O que fazer ▸ Copie do depoimento sobre o funk, logo abaixo, a parte que começa em "E dali a gente" e termina em "vida o funk.", sem mudar nenhuma palavra.

Trecho da página ▸
════════

94, 95 a minha primeira dupla de funk foi com o Formigão, hoje todo mundo chama ele de Formiga, DJ Mc Formiga. Comecei a atuar, como todo jovem, tentando o meu lugarzinho no pôr-do-sol, porque o sol era muito quente né, então a gente queria sempre um lugarzinho no pôr-do-sol para relaxar e ficar tranquilo, mas como a história de todo iniciante é difícil, a minha não foi diferente. Comecei como Mc né e depois eu fui aprendendo a ser DJ.

Com certeza já dependi do funk como geração de renda para o meu sustento, por muitos anos, inclusive hoje se eu não trabalho de carteira assinada, se eu não tenho patrão, se eu não preciso acordar cedo, eu agradeço muito ao funk. A importância do funk na minha vida é... o funk é tudo para mim, tipo assim, eu sou aquele cara que não fico preso ao funk da antiga, eu acho que funk é funk, desde os primórdios até os dias de hoje, eu não consigo generalizar e separar o joio do trigo, tudo é funk, inclusive o que a gente consumia de fora né, os Miami bass, os freestyles, os melodies né, os rasteiros que vinham de fora da Europa e a gente consumia mesmo sem entender o que estava consumindo, pra você ver a força que o funk tem né, que ele coloca na nossa cabeça algo que a gente não entende.

E dali a gente começou a surgir as melodias para que pudéssemos transformar o funk em português, isso aí o precursor foi o Dj Marlboro. E é isso, funk é tudo na minha vida, se me tirarem do funk é como se estivessem me tirando a minha liberdade, o direito de ir e vir, liberdade de expressão, enfim, é tudo na minha vida o funk.

A particularidade do funk, na minha visão, juntando o significado na minha percepção, é um movimento que muda a vida das pessoas, é um movimento muito perseguido por que? Os outros gêneros musicais gastam muito dinheiro pra você fazer sucesso, às vezes você compra mídia e não acontece, o funk não, ele tem esse poder, de você falar uma palavra e ela se tornar a música, o funk tem esse poder, você fala uma frase e ele te deixa milionário, ele te deixa bem de vida, ele ajuda a tua família, ele te leva para outros países, coisas que só jogadores de futebol né, só pessoas com muita influência conseguem conhecer.

════════

Lista de dados ▸
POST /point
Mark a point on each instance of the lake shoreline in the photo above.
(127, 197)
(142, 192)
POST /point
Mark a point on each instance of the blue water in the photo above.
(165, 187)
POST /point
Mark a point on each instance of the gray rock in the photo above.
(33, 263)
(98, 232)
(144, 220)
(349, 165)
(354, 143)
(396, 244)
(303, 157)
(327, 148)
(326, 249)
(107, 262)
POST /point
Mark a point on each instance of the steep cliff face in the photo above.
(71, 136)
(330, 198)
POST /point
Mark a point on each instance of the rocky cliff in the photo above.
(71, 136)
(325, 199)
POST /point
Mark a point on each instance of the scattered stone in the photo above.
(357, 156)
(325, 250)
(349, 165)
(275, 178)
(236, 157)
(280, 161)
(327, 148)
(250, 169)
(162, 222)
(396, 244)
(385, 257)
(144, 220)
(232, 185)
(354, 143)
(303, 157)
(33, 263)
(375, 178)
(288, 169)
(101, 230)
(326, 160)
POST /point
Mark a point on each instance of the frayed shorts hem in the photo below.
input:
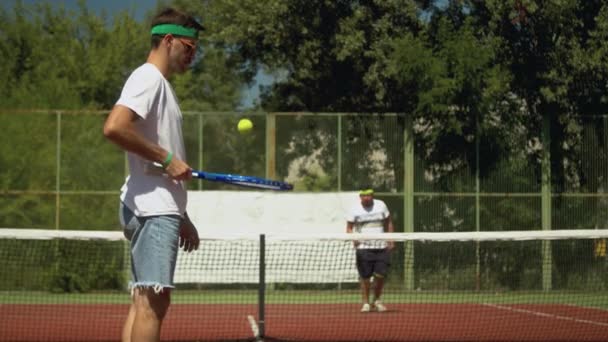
(158, 287)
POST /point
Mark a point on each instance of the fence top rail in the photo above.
(511, 235)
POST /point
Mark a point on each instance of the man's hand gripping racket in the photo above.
(245, 181)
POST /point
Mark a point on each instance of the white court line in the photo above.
(546, 315)
(254, 326)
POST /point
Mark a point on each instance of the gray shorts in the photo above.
(154, 243)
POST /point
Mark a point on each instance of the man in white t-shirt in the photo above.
(371, 216)
(147, 123)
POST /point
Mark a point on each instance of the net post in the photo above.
(408, 201)
(546, 203)
(262, 287)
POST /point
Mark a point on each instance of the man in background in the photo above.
(147, 123)
(372, 257)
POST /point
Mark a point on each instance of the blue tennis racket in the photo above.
(245, 181)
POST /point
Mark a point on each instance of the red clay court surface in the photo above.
(314, 322)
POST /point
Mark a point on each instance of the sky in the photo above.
(138, 8)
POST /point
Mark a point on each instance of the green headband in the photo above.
(177, 30)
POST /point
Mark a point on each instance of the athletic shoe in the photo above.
(379, 306)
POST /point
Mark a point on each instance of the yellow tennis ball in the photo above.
(245, 125)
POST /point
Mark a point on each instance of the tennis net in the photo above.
(470, 286)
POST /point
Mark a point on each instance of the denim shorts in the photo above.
(154, 243)
(373, 262)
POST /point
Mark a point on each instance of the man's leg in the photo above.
(126, 330)
(365, 285)
(150, 310)
(378, 286)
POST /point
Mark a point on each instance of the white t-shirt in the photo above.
(369, 220)
(151, 97)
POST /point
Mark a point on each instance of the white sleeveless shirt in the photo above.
(151, 97)
(369, 220)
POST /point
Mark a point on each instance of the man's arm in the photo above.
(349, 227)
(389, 228)
(188, 235)
(349, 230)
(119, 129)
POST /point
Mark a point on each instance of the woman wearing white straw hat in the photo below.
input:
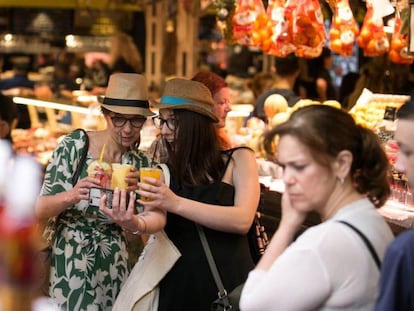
(217, 190)
(89, 255)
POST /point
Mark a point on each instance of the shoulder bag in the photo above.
(225, 301)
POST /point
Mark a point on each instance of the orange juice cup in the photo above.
(119, 172)
(153, 172)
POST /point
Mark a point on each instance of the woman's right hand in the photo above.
(81, 190)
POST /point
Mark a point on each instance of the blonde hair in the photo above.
(123, 47)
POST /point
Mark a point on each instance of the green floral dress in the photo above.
(90, 258)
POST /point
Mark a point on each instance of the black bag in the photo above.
(229, 301)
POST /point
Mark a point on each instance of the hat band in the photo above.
(173, 100)
(126, 102)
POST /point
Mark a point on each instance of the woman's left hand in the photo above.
(131, 179)
(121, 212)
(159, 195)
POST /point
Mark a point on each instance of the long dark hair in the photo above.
(195, 158)
(326, 131)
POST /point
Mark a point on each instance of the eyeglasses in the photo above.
(159, 123)
(136, 122)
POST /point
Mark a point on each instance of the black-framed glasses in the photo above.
(136, 122)
(159, 122)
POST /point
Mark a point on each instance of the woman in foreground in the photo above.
(339, 170)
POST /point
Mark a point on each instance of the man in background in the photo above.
(287, 71)
(397, 272)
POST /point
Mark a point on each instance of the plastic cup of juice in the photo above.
(100, 170)
(153, 172)
(119, 172)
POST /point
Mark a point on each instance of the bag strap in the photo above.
(82, 159)
(366, 241)
(222, 293)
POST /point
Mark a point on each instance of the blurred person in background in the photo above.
(397, 273)
(259, 83)
(221, 96)
(8, 117)
(319, 70)
(124, 55)
(19, 85)
(338, 169)
(287, 71)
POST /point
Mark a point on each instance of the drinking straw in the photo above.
(102, 152)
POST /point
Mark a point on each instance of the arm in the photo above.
(284, 235)
(57, 192)
(149, 221)
(298, 280)
(235, 219)
(53, 204)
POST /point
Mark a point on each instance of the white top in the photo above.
(327, 268)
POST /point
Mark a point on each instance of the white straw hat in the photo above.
(127, 93)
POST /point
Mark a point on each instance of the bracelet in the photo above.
(139, 231)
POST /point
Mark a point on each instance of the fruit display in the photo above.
(308, 30)
(274, 104)
(370, 111)
(244, 18)
(281, 23)
(344, 30)
(372, 38)
(262, 32)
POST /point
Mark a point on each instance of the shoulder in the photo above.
(241, 150)
(403, 243)
(78, 138)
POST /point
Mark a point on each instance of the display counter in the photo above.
(399, 215)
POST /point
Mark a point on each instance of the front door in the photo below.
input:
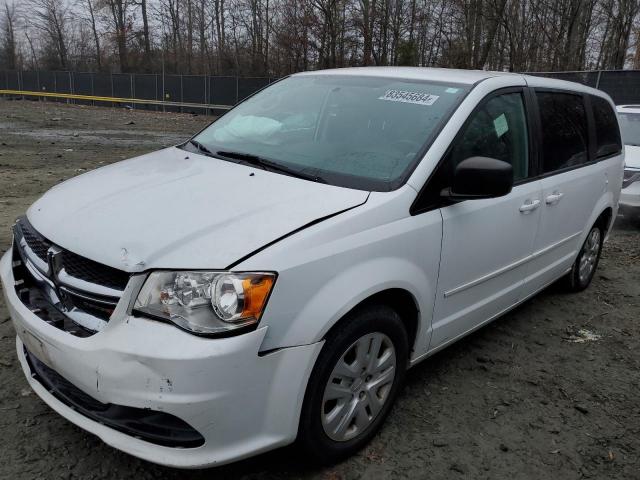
(486, 244)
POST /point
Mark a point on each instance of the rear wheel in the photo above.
(584, 268)
(354, 383)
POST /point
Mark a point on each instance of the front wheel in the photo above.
(354, 383)
(584, 268)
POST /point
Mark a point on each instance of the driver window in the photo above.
(497, 130)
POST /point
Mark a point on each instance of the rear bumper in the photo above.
(240, 402)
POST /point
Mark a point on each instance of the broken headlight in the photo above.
(205, 303)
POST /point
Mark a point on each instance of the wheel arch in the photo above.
(400, 300)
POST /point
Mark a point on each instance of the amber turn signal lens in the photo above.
(256, 292)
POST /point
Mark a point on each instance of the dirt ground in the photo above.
(524, 397)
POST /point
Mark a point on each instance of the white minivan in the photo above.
(272, 279)
(629, 116)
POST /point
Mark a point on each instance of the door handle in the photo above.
(529, 206)
(553, 198)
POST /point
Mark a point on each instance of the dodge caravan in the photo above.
(272, 279)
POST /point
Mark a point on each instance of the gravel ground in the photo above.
(525, 397)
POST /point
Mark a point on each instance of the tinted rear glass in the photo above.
(630, 125)
(564, 130)
(607, 130)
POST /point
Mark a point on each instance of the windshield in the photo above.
(358, 132)
(630, 128)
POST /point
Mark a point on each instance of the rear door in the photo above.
(486, 243)
(572, 182)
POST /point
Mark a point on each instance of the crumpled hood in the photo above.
(632, 156)
(176, 209)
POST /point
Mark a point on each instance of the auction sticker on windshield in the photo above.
(409, 97)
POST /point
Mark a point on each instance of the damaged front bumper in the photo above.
(186, 401)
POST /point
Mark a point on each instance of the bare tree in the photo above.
(277, 37)
(9, 47)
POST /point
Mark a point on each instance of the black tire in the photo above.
(371, 319)
(573, 281)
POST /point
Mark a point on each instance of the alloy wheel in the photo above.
(358, 386)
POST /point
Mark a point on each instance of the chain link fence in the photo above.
(189, 93)
(163, 92)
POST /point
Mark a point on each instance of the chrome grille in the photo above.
(36, 242)
(93, 272)
(77, 290)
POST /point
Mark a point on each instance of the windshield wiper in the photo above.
(269, 165)
(201, 147)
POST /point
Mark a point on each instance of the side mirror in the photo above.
(480, 177)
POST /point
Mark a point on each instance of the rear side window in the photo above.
(564, 130)
(607, 132)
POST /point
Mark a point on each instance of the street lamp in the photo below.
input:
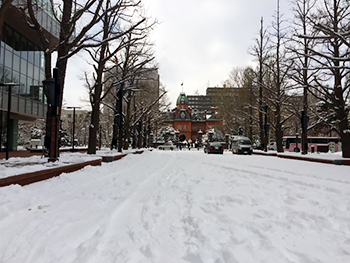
(266, 128)
(73, 125)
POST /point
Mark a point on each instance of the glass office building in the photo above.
(22, 64)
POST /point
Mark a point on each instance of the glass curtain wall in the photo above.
(21, 62)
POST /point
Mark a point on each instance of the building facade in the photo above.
(22, 66)
(191, 122)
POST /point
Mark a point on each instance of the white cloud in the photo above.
(198, 41)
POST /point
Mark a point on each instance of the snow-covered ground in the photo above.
(181, 206)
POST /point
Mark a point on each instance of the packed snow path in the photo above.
(181, 206)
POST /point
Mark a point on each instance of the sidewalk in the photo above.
(330, 158)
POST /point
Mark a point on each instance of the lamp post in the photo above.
(9, 85)
(73, 133)
(266, 128)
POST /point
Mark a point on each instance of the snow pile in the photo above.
(16, 165)
(183, 206)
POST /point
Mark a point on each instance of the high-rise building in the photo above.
(22, 64)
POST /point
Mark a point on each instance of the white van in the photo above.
(241, 144)
(33, 144)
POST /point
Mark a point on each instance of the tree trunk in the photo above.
(93, 129)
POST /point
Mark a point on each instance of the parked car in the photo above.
(33, 144)
(241, 144)
(213, 147)
(272, 146)
(167, 146)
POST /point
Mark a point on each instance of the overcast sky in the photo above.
(197, 43)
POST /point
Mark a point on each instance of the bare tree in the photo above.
(279, 66)
(116, 25)
(260, 51)
(301, 72)
(332, 55)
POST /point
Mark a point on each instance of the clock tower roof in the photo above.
(182, 99)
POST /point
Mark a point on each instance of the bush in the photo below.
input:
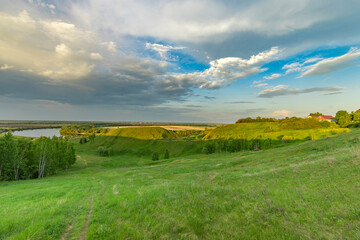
(166, 155)
(155, 156)
(287, 138)
(103, 151)
(209, 148)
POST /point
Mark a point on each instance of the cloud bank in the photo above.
(282, 90)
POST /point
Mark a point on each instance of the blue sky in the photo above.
(181, 61)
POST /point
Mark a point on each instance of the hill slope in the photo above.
(142, 133)
(303, 191)
(268, 130)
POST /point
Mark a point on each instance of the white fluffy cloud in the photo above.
(332, 64)
(205, 20)
(224, 71)
(273, 76)
(281, 113)
(282, 90)
(162, 50)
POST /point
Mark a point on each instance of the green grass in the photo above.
(144, 147)
(308, 190)
(142, 133)
(269, 130)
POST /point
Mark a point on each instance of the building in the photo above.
(328, 118)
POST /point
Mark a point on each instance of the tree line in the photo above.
(237, 145)
(22, 158)
(345, 119)
(82, 129)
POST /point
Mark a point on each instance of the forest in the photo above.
(22, 158)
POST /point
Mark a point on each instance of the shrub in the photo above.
(287, 138)
(209, 148)
(155, 156)
(102, 151)
(166, 155)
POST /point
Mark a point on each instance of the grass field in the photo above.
(268, 130)
(308, 190)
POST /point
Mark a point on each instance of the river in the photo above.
(46, 132)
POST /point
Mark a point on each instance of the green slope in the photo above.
(268, 130)
(142, 133)
(308, 190)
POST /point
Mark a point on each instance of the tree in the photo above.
(317, 113)
(343, 118)
(155, 156)
(20, 163)
(166, 155)
(9, 156)
(355, 116)
(92, 137)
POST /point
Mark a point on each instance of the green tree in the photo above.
(317, 113)
(166, 155)
(343, 118)
(155, 157)
(355, 116)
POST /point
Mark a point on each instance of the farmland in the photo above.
(303, 190)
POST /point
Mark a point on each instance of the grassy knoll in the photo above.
(271, 130)
(144, 147)
(142, 133)
(307, 190)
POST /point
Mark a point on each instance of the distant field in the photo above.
(268, 131)
(172, 128)
(308, 190)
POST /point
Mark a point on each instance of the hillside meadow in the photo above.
(306, 190)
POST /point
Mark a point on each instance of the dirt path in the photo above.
(67, 232)
(84, 231)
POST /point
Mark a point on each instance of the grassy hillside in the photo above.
(142, 133)
(308, 190)
(271, 130)
(144, 147)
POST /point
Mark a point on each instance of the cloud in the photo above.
(282, 90)
(209, 98)
(240, 102)
(200, 21)
(225, 71)
(96, 56)
(48, 48)
(162, 50)
(273, 76)
(260, 85)
(332, 64)
(281, 113)
(334, 93)
(5, 67)
(43, 4)
(110, 46)
(131, 81)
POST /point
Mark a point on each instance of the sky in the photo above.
(177, 60)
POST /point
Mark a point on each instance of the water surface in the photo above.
(46, 132)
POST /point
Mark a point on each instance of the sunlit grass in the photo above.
(307, 190)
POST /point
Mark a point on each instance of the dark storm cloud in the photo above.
(131, 82)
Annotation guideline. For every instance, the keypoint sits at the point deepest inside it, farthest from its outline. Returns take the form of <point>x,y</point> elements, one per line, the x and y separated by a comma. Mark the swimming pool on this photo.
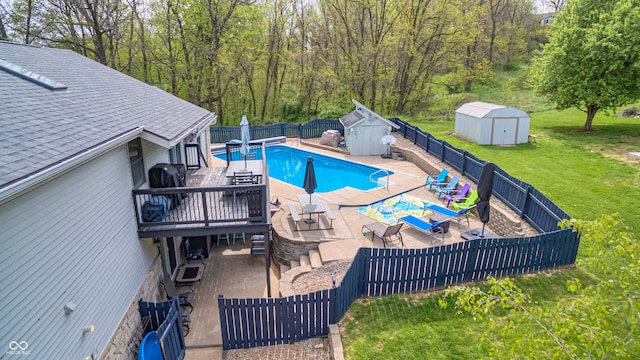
<point>288,164</point>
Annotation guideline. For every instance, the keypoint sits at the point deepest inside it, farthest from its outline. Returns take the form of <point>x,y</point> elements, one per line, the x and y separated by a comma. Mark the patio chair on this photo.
<point>450,213</point>
<point>185,296</point>
<point>433,180</point>
<point>446,187</point>
<point>456,195</point>
<point>384,232</point>
<point>425,226</point>
<point>467,203</point>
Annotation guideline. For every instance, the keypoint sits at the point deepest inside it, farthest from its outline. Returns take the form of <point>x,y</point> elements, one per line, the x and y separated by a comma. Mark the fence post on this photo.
<point>333,305</point>
<point>525,202</point>
<point>223,323</point>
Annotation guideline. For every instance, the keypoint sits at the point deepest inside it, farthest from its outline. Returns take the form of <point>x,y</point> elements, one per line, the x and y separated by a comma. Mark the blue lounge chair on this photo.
<point>424,226</point>
<point>450,213</point>
<point>446,187</point>
<point>433,180</point>
<point>456,195</point>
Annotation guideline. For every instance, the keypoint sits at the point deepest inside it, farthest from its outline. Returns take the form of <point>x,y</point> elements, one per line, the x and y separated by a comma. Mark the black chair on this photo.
<point>193,254</point>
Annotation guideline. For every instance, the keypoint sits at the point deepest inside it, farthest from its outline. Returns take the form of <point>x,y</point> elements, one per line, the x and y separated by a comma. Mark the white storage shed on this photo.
<point>490,124</point>
<point>363,131</point>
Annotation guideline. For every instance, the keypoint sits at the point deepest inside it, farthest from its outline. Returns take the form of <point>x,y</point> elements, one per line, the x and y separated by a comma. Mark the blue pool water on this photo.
<point>288,164</point>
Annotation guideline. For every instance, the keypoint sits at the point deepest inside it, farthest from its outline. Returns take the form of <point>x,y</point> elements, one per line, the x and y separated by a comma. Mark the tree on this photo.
<point>592,60</point>
<point>597,321</point>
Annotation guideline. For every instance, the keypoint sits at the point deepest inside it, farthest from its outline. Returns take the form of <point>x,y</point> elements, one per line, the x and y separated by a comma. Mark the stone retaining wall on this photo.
<point>285,250</point>
<point>126,340</point>
<point>503,221</point>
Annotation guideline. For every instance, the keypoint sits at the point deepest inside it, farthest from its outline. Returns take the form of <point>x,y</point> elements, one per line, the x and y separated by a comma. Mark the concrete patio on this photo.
<point>233,272</point>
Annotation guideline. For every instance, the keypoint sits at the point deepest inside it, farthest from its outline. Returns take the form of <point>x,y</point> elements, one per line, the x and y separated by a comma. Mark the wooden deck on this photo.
<point>207,206</point>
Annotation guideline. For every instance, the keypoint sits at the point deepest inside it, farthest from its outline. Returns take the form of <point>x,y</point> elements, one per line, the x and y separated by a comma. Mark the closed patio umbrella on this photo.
<point>245,136</point>
<point>310,183</point>
<point>485,188</point>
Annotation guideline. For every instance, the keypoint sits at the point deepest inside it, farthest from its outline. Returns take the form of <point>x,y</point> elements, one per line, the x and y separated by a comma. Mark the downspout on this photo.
<point>14,189</point>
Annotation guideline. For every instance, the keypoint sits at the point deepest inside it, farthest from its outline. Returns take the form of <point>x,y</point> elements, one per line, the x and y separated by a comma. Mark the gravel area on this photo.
<point>316,348</point>
<point>320,278</point>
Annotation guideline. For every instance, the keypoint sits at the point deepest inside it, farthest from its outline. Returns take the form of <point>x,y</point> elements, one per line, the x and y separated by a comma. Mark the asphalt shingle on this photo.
<point>39,127</point>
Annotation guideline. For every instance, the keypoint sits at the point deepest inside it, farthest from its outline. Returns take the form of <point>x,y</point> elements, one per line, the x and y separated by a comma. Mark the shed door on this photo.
<point>504,131</point>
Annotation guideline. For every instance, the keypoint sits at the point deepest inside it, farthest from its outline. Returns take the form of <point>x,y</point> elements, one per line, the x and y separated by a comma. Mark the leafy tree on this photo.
<point>592,60</point>
<point>592,322</point>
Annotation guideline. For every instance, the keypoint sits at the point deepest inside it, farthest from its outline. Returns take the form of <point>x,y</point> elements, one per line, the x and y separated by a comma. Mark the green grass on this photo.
<point>584,173</point>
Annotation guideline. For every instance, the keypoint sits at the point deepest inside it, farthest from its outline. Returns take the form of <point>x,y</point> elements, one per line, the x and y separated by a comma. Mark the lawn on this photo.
<point>586,173</point>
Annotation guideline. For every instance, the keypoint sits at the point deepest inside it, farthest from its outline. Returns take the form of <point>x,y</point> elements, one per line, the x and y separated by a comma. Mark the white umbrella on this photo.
<point>245,136</point>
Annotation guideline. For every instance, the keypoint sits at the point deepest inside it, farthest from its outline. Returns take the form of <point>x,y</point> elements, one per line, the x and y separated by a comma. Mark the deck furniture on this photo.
<point>434,180</point>
<point>450,213</point>
<point>445,188</point>
<point>257,246</point>
<point>328,213</point>
<point>193,254</point>
<point>467,203</point>
<point>254,166</point>
<point>456,195</point>
<point>384,232</point>
<point>423,225</point>
<point>311,205</point>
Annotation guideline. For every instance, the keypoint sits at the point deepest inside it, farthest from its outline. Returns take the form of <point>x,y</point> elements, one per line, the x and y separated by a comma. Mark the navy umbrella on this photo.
<point>310,183</point>
<point>245,136</point>
<point>485,188</point>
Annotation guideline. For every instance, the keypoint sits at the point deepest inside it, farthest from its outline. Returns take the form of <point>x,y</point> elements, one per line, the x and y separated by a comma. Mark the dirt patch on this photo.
<point>320,278</point>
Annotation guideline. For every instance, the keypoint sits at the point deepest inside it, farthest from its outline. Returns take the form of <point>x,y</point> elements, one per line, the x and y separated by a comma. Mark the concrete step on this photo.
<point>304,260</point>
<point>284,268</point>
<point>316,260</point>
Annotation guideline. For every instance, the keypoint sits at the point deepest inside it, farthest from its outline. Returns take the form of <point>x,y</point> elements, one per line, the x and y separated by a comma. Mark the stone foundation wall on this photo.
<point>125,342</point>
<point>285,250</point>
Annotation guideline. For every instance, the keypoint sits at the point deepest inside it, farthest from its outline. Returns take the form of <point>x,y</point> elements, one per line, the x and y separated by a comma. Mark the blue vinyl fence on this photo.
<point>312,129</point>
<point>248,323</point>
<point>166,321</point>
<point>533,206</point>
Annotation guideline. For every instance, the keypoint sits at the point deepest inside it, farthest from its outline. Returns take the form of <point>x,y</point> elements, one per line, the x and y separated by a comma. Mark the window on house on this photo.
<point>137,165</point>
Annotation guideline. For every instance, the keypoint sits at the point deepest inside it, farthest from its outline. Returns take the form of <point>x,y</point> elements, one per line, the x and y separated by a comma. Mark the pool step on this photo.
<point>316,260</point>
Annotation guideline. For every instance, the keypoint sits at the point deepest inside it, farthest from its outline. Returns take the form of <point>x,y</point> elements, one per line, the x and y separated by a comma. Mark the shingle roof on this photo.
<point>40,127</point>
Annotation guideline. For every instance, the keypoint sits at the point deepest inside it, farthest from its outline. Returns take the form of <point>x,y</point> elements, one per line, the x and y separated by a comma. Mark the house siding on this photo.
<point>73,239</point>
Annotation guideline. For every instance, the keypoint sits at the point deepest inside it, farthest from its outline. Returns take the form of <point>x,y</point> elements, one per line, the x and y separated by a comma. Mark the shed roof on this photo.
<point>94,104</point>
<point>478,108</point>
<point>351,118</point>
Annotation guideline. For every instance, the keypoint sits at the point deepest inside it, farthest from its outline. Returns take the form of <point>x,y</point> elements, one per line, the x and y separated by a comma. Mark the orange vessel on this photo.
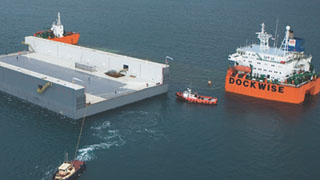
<point>57,33</point>
<point>241,84</point>
<point>283,74</point>
<point>187,95</point>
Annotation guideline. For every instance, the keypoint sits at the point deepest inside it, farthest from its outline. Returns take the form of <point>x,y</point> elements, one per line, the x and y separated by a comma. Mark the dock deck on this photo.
<point>73,88</point>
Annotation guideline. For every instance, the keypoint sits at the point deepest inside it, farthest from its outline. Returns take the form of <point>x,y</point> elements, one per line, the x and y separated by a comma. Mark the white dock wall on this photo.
<point>103,61</point>
<point>58,98</point>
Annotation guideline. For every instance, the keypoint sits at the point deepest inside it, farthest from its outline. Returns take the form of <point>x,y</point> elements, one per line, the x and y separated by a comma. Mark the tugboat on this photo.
<point>189,96</point>
<point>69,170</point>
<point>57,33</point>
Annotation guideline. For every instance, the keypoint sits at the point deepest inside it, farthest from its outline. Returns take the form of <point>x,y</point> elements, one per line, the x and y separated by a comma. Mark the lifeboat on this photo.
<point>69,170</point>
<point>187,95</point>
<point>57,33</point>
<point>245,69</point>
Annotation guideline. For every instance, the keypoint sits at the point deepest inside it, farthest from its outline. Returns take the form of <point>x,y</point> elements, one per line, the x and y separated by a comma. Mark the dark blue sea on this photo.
<point>162,138</point>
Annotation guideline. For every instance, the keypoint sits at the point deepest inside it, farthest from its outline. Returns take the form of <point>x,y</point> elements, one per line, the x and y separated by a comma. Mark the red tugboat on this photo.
<point>57,33</point>
<point>69,170</point>
<point>187,95</point>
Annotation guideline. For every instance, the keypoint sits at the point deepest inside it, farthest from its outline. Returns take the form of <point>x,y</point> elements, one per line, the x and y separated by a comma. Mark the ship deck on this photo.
<point>99,87</point>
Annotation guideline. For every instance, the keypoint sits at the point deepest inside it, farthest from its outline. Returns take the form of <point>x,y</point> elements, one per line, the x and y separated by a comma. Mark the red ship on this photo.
<point>69,170</point>
<point>282,74</point>
<point>195,98</point>
<point>57,33</point>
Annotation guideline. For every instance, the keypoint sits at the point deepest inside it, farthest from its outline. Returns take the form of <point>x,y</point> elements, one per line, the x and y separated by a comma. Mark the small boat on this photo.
<point>57,33</point>
<point>188,95</point>
<point>69,170</point>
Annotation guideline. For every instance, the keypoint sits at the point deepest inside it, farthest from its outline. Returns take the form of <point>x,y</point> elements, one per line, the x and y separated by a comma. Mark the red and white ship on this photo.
<point>189,96</point>
<point>57,33</point>
<point>282,74</point>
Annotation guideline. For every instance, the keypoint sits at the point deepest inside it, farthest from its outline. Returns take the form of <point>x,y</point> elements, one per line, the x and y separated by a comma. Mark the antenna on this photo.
<point>66,157</point>
<point>276,34</point>
<point>58,20</point>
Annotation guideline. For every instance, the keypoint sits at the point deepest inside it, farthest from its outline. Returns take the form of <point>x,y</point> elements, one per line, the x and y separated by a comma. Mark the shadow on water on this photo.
<point>239,104</point>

════════

Resposta certa ▸
E dali a gente começou a surgir as melodias para que pudéssemos transformar o funk em português, isso aí o precursor foi o Dj Marlboro. E é isso, funk é tudo na minha vida, se me tirarem do funk é como se estivessem me tirando a minha liberdade, o direito de ir e vir, liberdade de expressão, enfim, é tudo na minha vida o funk.